─── GIVEN INFORMATION ───

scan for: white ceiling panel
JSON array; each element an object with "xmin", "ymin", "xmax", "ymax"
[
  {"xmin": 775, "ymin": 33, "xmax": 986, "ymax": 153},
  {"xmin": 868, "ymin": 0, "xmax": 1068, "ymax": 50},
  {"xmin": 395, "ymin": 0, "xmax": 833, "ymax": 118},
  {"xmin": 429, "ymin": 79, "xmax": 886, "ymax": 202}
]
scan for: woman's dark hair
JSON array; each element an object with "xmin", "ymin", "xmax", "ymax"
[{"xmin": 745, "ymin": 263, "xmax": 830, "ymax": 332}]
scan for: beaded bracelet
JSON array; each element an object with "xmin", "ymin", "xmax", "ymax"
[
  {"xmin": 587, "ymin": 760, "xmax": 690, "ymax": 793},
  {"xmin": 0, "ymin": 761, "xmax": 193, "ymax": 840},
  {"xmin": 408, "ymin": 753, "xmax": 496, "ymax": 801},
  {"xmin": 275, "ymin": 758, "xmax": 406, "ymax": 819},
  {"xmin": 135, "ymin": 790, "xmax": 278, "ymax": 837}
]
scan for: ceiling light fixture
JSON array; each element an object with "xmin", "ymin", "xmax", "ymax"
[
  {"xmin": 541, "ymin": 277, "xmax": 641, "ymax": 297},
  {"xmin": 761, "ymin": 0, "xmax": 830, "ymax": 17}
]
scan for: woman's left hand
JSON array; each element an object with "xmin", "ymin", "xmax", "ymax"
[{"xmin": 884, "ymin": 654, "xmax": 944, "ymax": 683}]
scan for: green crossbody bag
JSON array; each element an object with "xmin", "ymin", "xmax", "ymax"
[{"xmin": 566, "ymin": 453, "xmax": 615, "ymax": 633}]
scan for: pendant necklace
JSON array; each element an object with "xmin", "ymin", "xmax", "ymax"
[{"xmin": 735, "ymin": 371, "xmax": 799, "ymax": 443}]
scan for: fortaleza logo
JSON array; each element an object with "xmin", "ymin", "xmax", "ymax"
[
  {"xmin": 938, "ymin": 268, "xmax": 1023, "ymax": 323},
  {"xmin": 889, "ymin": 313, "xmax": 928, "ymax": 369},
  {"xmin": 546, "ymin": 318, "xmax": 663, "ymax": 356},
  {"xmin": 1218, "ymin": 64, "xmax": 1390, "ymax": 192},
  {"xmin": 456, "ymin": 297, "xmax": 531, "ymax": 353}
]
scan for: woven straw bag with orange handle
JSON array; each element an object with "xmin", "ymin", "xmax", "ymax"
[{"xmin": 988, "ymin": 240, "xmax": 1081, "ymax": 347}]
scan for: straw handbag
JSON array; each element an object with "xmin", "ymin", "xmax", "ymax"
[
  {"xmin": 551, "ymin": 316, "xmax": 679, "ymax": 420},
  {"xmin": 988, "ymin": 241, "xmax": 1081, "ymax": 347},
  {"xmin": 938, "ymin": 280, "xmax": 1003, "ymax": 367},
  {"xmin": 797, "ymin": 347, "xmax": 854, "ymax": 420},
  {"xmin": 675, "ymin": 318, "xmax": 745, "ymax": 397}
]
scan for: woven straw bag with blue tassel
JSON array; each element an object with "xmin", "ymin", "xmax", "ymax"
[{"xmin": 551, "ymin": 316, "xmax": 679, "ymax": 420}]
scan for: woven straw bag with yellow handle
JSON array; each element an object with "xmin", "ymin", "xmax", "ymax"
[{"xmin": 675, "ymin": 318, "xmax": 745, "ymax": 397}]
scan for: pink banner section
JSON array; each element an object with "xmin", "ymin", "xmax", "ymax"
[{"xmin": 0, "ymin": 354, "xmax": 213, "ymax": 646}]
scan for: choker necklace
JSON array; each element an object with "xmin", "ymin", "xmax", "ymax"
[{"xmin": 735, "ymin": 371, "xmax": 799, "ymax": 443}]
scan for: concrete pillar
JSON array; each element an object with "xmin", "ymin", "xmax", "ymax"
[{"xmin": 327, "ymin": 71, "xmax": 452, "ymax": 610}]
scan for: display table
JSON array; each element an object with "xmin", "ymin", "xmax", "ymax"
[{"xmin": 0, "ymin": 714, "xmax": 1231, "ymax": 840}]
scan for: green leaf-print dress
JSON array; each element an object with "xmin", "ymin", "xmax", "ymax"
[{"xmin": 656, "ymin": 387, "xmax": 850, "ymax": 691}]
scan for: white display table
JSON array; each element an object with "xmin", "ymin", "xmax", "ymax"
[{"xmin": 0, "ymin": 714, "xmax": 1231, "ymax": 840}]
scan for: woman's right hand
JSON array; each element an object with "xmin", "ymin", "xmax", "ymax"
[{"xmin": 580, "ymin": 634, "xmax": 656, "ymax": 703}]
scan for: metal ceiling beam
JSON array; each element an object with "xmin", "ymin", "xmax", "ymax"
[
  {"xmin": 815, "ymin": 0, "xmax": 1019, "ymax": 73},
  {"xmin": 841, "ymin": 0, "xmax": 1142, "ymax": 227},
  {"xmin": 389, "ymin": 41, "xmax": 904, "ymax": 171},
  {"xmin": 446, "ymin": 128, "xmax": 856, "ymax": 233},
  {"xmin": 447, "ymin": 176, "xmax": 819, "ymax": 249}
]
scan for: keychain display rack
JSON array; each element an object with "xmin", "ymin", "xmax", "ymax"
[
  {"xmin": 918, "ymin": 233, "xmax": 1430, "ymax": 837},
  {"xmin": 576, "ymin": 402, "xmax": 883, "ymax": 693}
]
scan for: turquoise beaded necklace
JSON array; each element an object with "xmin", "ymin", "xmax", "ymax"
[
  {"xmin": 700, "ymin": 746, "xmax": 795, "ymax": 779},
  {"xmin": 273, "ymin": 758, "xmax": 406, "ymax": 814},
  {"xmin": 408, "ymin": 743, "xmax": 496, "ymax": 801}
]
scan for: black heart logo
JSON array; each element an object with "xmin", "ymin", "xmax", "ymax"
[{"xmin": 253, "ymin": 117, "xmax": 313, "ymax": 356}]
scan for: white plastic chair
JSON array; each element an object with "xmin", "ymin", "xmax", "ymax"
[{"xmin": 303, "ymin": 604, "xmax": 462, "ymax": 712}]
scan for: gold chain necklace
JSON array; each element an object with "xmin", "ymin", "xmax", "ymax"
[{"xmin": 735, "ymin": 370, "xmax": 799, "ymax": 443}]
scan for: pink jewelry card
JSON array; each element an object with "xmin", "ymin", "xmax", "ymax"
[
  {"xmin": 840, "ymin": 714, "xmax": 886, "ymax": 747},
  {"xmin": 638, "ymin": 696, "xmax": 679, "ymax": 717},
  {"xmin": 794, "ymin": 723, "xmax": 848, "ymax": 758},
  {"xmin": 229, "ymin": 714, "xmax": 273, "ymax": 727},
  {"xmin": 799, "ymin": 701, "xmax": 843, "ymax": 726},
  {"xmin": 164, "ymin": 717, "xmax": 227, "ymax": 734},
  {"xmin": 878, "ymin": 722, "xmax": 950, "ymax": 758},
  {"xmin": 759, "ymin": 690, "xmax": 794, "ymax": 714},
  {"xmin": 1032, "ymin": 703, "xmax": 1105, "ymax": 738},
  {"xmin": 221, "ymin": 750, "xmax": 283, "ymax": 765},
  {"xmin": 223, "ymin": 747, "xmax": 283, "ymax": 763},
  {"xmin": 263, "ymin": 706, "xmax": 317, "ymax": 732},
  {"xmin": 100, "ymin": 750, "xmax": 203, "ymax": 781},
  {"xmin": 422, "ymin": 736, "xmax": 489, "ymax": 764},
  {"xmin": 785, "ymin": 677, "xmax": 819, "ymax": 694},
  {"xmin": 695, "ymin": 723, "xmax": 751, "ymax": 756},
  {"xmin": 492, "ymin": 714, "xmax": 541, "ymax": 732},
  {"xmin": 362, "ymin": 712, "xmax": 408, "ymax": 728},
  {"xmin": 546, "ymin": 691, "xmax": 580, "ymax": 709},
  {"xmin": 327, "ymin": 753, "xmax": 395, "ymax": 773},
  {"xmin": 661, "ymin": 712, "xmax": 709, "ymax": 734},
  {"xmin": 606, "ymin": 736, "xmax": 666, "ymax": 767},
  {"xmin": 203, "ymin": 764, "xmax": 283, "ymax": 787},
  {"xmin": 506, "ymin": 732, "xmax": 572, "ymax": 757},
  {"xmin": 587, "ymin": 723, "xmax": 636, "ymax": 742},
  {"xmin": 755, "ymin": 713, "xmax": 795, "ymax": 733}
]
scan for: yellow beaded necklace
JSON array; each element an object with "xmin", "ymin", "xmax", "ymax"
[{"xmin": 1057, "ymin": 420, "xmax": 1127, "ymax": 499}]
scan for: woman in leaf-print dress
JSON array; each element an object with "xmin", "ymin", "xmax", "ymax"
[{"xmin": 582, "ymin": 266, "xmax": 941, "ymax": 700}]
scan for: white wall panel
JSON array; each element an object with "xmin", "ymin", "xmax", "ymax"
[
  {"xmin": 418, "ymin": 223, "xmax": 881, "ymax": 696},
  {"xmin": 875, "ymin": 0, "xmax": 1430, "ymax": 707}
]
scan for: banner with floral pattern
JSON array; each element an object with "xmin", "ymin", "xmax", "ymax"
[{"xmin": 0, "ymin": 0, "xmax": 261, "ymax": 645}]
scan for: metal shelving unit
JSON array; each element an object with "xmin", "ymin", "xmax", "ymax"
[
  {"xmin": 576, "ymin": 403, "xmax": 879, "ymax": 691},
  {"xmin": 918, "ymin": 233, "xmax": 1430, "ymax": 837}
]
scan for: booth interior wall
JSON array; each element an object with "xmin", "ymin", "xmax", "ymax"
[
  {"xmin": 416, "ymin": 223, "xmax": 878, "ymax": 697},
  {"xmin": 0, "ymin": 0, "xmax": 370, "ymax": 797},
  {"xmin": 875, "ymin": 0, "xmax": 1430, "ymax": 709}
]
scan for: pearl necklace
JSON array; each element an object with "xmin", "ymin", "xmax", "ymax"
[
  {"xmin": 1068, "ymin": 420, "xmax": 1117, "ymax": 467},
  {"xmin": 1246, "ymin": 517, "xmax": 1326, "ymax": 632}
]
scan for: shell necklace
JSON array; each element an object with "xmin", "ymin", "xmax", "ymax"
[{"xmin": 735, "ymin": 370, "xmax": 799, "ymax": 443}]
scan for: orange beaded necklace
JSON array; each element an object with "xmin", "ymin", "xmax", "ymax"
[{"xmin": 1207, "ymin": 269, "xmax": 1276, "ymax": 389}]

───

> _PROBLEM DESCRIPTION_: Lay out everything from the line containing "scan for: orange beaded necklace" down to the end of the material as a JSON list of strings, one string per line, leaving out any blank lines.

> _SOLUTION TO THIS PROBLEM_:
[
  "scan for: orange beaded necklace",
  "JSON array; each element an object with \"xmin\", \"ymin\", \"xmax\", \"ymax\"",
  "[{\"xmin\": 1207, \"ymin\": 269, \"xmax\": 1276, \"ymax\": 389}]"
]